• _PROVIDED TEXT_:
····················
Chapter 10 Linear discriminant analysis

Linear discriminant analysis (LDA) is a constrained (canonical) technique that divides a response mtrix into groups according to a factor by finding combination of the variables that give best possible separation between groups. The grouping is done by maximizing the among-group dispersion versus the within-group dispersion. This allows you to determine how well your independent set of variables explains an a priori grouping, which may have been obtained from a previous clustering analysis (see Workshop 9) or from a hypothesis (e.g. grouping is based on sites at different latitudes or different treatments).

An LDA computes discriminant functions from standardized descriptors. These coefficients quantify the relative contributions of the (standardized) explanatory variables to the discrimination of objects. Identification functions can be computed from the original (not standardized) descriptors to classify new data into pre-determined groups. There are several useful applications of this capacity to predict groupings, such as assessing which population a fish should be classified in based on morphology or classifying whether a new paper is a freshwater, marine or terrestrial study based on the abstract of papers in those pre-determined biomes.

10.1 LDA in R: Doubs River fish dataset

We will continue to work with the Doubs River fish dataset to demonstrate how to implement a linear discriminant analysis in R.

10.1.1 Making a priori groupings

First, we want to make an a priori classification that is independent from the environmental data set. We know that environmental variables generally change with latitude. This might lead us to ask the following question: If we classify our Doubs River sites according to latitude, how well do environmental variables explain these groupings? To answer this question, we can make a priori groups by simply dividing the range of latitudes equally into three groups, and assigning each site to a group depending on where they fall along the divided range.

Let us begin by loading spatial coordinates for the Doubs River sites.

# load spatial data for Doubs sites
spa <- read.csv("data/doubsspa.csv", row.names = 1)
spa$site <- 1:nrow(spa)  # add site numbers
spa <- spa[-8, ]  # remove site 8

We can then assign sites into three groups based on their latitude.
····················
• _PROVIDED MATERIAL_:

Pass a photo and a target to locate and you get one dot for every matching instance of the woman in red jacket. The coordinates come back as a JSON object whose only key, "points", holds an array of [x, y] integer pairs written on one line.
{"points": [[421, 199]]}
····················
• _PROBLEMS_:
A) In the LDA chapter, rewrite the part between "10.1 LDA in" and "Doubs River sites.", inclusive, with "a priori" changed to "predefined".
B) Condense the paragraph of the LDA chapter that begins "An LDA computes discriminant functions" into a short bulleted list that keeps its main facts.

• _EXPECTED RESPONSES_:
A)
10.1 LDA in R: Doubs River fish dataset

We will continue to work with the Doubs River fish dataset to demonstrate how to implement a linear discriminant analysis in R.

10.1.1 Making predefined groupings

First, we want to make an predefined classification that is independent from the environmental data set. We know that environmental variables generally change with latitude. This might lead us to ask the following question: If we classify our Doubs River sites according to latitude, how well do environmental variables explain these groupings? To answer this question, we can make predefined groups by simply dividing the range of latitudes equally into three groups, and assigning each site to a group depending on where they fall along the divided range.

Let us begin by loading spatial coordinates for the Doubs River sites.

B)
- LDA computes discriminant functions from standardized descriptors.
- Their coefficients show how much each standardized explanatory variable contributes to telling objects apart.
- Identification functions come from the original, unstandardized descriptors and classify new data into pre-determined groups.
- Uses include deciding which population a fish belongs to from its morphology, or sorting a new paper as a freshwater, marine or terrestrial study from its abstract.